## The exercise:
Quote the records below word for word, reproducing every line unchanged.

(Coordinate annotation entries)

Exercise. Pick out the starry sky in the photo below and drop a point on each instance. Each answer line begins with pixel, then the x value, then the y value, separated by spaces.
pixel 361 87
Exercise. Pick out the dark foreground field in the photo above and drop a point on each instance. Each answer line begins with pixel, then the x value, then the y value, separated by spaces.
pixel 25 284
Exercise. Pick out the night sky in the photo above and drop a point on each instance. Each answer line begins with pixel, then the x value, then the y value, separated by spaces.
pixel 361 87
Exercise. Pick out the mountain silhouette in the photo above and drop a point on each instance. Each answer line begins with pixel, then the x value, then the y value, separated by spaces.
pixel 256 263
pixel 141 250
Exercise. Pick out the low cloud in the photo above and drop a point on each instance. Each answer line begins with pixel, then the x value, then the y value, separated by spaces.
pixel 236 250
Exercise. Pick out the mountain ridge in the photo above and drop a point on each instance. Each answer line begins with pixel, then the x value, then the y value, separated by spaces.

## Complete output:
Exercise. Pick out the starry sky in the photo below and drop a point on each instance. Each answer line begins with pixel, then the x value, then the y value, separated by spaces.
pixel 361 87
Exercise. Pick out the dark foreground field in the photo above and drop a point on each instance. Each answer line begins with pixel, then the x value, then the y value, separated by spaces.
pixel 25 284
Exercise. Pick out the night sky in the photo above and drop a point on each instance. Each answer line begins with pixel, then the x value, then the y value, separated by spaces.
pixel 361 87
Exercise. Pick out the mountain silhouette in the photo above and drop a point on each instance. Each answer line begins with pixel, then the x value, then the y value, separated by spaces.
pixel 256 263
pixel 141 250
Exercise. Pick out the low cloud in the photo above and drop a point on each instance. Each answer line begins with pixel, then the x value, then the y value, separated by spaces.
pixel 236 250
Exercise. Pick out the mountain ridge in the photo above and drop a point on each instance. Each answer line begins with pixel, then the x value, then the y value, separated by spaces.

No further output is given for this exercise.